### SOURCE TEXT:

# AquaJournal #121



## Ben Belton (Mar 14, 2004)

Whoo Hooo!! Ricky Cain is all over AquaJournal #121. I'm in a few places, but not as much as Ricky.

Ben


----------



## david lim (Mar 30, 2004)

RIcky?!? I guess that's fitting for the halloween theme :0). haha....


----------



## niko (Jan 28, 2004)

AquaJournal to some, to others.. Halloween candy..

--Nikolay


----------



## Phil Edwards (Jan 22, 2004)

Very cool guys!


----------



## Ricky Cain (Jan 23, 2004)

*Well I'm late on this one*

Yes, I even speak Japanese in the issue.


----------



## Ben Belton (Mar 14, 2004)

All you have to do is add an "o" to the English word and the Japanese understand it.


----------



## Ricky Cain (Jan 23, 2004)

*月刊「アクア・ジャーナル」Vol.121発売のお知らせ "O"*

月刊「アクア・ジャーナル」vol.121は10月12日発売です。今回の特集は「水草レイアウト『上達』セミナー」と題し、先ごろ行われた「ネイチャーアクアリウム・パーティー2005」のセミナー模様を中心に水草レイアウトのポイントを解説します。「アクア・ジャーナル」Vol.121は、赤のロゴが目印です。
*"O"*

Now what does it say?


----------



## Ben Belton (Mar 14, 2004)

I said ad an "O" to the end of the English not Japanese.


----------

### PROBLEM 1:
List each distinct poster name that appears in the headers of the AquaJournal #121 thread, once each.
### PROBLEM 2:
In the AquaJournal #121 thread, what does Ricky Cain say he even does in the issue?

### GIVEN ENTRIES:
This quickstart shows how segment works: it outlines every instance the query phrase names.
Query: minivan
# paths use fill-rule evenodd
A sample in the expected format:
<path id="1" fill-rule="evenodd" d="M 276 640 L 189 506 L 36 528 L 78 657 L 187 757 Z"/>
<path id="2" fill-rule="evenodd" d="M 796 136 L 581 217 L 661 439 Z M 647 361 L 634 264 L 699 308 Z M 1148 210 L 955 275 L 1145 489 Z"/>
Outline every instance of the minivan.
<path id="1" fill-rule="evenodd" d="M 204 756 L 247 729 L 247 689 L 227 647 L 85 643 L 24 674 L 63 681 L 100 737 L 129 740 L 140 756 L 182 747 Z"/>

### WORKED ANSWER 1:
Ben Belton
david lim
niko
Phil Edwards
Ricky Cain

### WORKED ANSWER 2:
He speaks Japanese in the issue.